Dataset excerpts on object pointing:
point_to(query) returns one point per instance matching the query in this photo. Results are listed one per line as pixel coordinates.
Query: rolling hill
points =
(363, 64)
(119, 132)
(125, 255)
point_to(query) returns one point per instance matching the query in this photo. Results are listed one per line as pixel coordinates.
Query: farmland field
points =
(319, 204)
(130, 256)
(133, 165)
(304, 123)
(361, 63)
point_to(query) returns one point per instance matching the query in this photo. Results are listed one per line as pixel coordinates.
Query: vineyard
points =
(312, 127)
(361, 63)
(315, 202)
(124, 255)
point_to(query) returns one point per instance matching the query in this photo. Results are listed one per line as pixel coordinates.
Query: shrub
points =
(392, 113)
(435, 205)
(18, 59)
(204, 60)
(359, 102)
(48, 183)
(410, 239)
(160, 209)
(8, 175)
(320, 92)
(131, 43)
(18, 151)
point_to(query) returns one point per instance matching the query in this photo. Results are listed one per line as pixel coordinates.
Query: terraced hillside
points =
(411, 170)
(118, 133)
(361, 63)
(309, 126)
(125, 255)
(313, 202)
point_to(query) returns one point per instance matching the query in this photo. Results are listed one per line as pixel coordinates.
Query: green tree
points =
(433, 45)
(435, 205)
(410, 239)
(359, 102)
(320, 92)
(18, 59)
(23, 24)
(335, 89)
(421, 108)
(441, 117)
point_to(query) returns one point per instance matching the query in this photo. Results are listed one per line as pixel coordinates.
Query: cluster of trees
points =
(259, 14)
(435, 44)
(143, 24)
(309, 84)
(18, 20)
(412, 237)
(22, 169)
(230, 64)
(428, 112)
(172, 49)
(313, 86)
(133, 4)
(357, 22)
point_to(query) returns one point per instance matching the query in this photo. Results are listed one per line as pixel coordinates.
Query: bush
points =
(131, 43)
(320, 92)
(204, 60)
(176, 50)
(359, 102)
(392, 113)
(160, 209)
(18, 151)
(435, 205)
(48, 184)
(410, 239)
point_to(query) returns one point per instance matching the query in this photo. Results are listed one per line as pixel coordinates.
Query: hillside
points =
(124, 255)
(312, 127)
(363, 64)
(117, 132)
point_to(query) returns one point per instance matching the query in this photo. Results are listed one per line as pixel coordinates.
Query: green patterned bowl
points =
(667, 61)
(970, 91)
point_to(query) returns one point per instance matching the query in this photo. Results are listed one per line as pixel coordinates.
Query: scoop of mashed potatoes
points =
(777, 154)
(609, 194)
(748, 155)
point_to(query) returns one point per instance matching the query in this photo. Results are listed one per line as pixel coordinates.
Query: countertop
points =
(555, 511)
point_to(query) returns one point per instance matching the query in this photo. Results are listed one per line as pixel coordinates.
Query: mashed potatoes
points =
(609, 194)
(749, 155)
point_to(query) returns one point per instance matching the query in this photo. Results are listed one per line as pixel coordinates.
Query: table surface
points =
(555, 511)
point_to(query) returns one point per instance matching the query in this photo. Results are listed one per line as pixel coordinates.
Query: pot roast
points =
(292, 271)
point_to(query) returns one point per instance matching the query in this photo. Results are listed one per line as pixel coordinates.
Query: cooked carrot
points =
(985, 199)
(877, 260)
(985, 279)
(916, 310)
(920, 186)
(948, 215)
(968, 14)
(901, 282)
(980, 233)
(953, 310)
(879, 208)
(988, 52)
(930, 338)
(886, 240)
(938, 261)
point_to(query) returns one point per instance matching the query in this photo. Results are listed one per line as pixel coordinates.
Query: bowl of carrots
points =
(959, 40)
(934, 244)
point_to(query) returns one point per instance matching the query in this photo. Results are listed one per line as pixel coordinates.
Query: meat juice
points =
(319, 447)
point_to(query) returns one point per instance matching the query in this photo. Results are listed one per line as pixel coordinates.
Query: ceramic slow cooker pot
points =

REQUIREMENT:
Copy out each line exactly.

EXERCISE ANSWER:
point_to(query) returns one point per instance matching the query in this photo. Results are listed one per line as pixel coordinates.
Query: rolling hill
points =
(363, 64)
(119, 132)
(125, 255)
point_to(query) returns one point per instance matching the query in this photo. Results are listed one per line as pixel coordinates.
Query: farmland field
points =
(319, 204)
(130, 256)
(133, 165)
(304, 123)
(361, 63)
point_to(query) returns one point per instance matching the query in this photo. Results are listed one per line as pixel coordinates.
Query: vineyard
points =
(312, 127)
(361, 63)
(315, 202)
(124, 255)
point_to(query) returns one point per instance matching the query in this photo. Results are listed one per line as pixel coordinates.
Query: shrub
points =
(392, 113)
(435, 205)
(18, 59)
(204, 60)
(359, 102)
(48, 183)
(410, 239)
(160, 209)
(8, 175)
(320, 92)
(131, 43)
(18, 151)
point_to(query) returns one point per instance matching the query in this photo. Results are listed one per line as pixel coordinates.
Query: terraced hillside
points =
(411, 170)
(118, 133)
(361, 63)
(309, 126)
(125, 255)
(313, 202)
point_to(query) returns one point per instance matching the query in this photo. Results are listed one per line as pixel coordinates.
Query: green tree
points =
(433, 45)
(435, 205)
(410, 239)
(359, 102)
(320, 92)
(18, 59)
(23, 24)
(335, 89)
(421, 108)
(441, 117)
point_to(query) returns one point per instance matching the query in this photo. Results are listed one per line as pixel coordinates.
Query: cluster of trees
points =
(259, 14)
(435, 44)
(143, 24)
(309, 84)
(18, 20)
(412, 237)
(22, 169)
(230, 64)
(428, 112)
(172, 49)
(313, 86)
(133, 4)
(357, 22)
point_to(query) returns one point per instance matching the query in this photo. Results are listed one per line as pixel coordinates.
Query: bush
points =
(131, 43)
(320, 92)
(204, 60)
(176, 50)
(359, 102)
(392, 113)
(160, 209)
(18, 151)
(435, 205)
(48, 184)
(410, 239)
point_to(query) returns one point per instance matching the query in this photo. Results are listed one per line as pixel coordinates.
Query: hillside
points =
(124, 255)
(312, 127)
(363, 64)
(117, 132)
point_to(query) returns one point per instance matching the query in this photo. Results are listed one per line as pixel coordinates.
Query: green patterned bowl
points =
(667, 61)
(970, 91)
point_to(query) returns one point per instance matching the query in this photo. Results are listed one per line as pixel coordinates.
Query: scoop of mashed potatoes
points =
(777, 154)
(609, 194)
(748, 155)
point_to(query) returns one point per instance matching the query in this photo. Results are listed one per line as pixel coordinates.
Query: countertop
points =
(555, 511)
point_to(query) returns one point per instance matching the query in this photo. Results are listed one per line as pixel coordinates.
Query: mashed potatoes
points =
(609, 194)
(749, 155)
point_to(query) returns one point per instance matching the query in this photo. Results are listed one per line as pixel coordinates.
Query: table surface
points =
(555, 511)
point_to(query) returns one point per instance matching the query in this photo. Results are listed one per line as pixel coordinates.
Query: pot roast
points =
(292, 271)
point_to(query) returns one point per instance matching the query in this photo. Results are listed one per line as pixel coordinates.
Query: cooked carrot
points =
(985, 199)
(877, 260)
(985, 279)
(916, 310)
(920, 186)
(948, 215)
(968, 14)
(901, 282)
(980, 233)
(953, 310)
(879, 208)
(988, 52)
(930, 338)
(886, 240)
(938, 261)
point_to(query) returns one point per instance matching the query in this photo. Results are listed one per line as pixel coordinates.
Query: bowl of carrots
points =
(959, 40)
(934, 244)
point_to(query) returns one point per instance matching the query in this photo. Results are listed one per line as pixel coordinates.
Query: meat juice
points =
(319, 447)
point_to(query) returns one point per instance matching the query in this photo. Results are listed one per line as pixel coordinates.
Query: ceramic slow cooker pot
points =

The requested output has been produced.